__Stated exercise__. Please count how many lines of the material below contain the word "beach", and give only that number.

__Exercise materials__.
========
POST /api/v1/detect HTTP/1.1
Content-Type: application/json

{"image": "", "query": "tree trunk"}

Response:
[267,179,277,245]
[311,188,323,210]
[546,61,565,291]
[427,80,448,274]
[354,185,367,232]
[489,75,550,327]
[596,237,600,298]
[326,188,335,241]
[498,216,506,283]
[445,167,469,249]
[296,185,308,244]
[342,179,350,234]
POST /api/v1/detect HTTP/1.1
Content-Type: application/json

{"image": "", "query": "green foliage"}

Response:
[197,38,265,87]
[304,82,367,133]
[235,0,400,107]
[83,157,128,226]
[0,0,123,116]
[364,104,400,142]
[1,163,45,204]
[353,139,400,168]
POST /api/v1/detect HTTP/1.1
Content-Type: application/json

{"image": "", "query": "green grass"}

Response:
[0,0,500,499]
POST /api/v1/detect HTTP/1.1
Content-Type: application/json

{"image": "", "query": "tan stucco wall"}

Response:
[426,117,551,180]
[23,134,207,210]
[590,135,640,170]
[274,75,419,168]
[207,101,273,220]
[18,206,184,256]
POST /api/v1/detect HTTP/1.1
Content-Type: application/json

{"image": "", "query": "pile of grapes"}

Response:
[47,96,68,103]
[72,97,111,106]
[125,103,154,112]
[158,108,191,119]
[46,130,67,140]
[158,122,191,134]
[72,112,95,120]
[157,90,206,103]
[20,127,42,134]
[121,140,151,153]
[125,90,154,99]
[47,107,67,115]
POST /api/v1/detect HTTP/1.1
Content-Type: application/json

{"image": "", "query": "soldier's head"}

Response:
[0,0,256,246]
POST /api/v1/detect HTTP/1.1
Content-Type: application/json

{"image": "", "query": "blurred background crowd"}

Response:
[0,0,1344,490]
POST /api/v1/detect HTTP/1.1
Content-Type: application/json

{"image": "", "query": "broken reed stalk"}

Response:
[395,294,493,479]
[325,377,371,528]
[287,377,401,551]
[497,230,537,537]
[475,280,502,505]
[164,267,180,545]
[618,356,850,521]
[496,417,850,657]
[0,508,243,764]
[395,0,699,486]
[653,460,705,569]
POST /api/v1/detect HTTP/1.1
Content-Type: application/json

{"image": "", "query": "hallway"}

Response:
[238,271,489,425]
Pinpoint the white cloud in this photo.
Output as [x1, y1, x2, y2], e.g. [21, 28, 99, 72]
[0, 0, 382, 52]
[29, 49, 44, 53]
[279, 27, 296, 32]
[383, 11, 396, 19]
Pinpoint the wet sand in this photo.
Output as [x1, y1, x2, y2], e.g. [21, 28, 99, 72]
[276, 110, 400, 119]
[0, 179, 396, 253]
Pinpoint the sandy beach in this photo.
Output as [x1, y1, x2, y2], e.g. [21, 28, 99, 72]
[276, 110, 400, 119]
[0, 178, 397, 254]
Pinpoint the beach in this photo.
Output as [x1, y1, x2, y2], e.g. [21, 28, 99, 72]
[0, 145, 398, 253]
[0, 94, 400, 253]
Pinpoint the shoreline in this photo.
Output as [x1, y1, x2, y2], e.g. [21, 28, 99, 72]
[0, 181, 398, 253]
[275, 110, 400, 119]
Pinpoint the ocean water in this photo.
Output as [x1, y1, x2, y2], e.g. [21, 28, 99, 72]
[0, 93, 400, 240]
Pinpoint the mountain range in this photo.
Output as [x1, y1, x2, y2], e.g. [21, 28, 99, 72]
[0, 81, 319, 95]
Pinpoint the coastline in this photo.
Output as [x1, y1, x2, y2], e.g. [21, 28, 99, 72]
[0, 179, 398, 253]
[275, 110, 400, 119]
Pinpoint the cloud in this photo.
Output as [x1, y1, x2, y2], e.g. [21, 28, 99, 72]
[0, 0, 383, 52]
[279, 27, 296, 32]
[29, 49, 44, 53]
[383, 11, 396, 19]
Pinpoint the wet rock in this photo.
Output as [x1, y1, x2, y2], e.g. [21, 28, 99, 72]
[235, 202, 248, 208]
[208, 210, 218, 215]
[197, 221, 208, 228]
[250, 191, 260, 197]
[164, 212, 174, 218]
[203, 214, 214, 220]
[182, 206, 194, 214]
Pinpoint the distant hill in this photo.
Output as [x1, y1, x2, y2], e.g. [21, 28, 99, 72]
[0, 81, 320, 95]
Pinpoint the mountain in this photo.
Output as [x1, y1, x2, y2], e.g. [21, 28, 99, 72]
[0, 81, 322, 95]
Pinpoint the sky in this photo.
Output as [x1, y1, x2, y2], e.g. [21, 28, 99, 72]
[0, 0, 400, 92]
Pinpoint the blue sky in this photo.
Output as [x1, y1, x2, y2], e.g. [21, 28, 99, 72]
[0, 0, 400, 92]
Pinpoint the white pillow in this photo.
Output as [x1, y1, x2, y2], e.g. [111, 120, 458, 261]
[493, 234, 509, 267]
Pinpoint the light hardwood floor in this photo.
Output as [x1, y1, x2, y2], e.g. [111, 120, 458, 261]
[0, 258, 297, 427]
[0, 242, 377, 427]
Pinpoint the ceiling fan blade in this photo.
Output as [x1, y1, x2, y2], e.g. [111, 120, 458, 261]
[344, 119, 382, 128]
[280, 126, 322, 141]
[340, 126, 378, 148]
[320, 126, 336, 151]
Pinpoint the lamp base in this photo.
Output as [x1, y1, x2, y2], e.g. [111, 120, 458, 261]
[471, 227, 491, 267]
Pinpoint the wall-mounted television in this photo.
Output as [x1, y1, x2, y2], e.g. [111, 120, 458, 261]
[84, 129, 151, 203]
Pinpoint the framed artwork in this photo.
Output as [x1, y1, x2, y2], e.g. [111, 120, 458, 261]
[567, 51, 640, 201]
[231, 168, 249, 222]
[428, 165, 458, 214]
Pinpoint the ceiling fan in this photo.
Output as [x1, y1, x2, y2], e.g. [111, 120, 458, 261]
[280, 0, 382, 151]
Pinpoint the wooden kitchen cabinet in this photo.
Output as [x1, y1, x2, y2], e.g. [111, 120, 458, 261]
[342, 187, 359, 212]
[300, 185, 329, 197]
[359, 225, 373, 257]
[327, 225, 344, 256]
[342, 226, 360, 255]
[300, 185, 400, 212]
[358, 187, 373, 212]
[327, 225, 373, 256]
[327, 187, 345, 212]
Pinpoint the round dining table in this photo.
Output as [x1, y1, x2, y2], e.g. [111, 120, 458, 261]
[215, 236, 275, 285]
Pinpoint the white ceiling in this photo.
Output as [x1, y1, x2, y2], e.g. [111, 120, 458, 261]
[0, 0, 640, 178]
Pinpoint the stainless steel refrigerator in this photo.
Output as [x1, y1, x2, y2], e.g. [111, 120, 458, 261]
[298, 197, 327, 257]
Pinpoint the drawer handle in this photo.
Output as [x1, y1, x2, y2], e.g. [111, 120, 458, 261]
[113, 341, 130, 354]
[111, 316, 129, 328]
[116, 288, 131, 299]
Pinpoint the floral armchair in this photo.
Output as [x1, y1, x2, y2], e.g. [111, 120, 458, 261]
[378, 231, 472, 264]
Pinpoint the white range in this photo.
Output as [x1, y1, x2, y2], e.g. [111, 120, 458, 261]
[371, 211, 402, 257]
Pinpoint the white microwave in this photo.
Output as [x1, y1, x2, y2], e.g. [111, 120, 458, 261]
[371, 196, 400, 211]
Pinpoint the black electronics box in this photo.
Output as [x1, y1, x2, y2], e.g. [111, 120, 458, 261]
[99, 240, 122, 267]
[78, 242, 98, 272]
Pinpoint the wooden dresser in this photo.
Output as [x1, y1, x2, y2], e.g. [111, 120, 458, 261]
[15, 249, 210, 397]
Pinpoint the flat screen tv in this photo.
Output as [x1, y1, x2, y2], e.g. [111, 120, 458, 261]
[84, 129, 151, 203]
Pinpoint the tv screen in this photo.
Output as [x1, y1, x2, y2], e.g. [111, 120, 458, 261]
========
__Answer for the task__. 2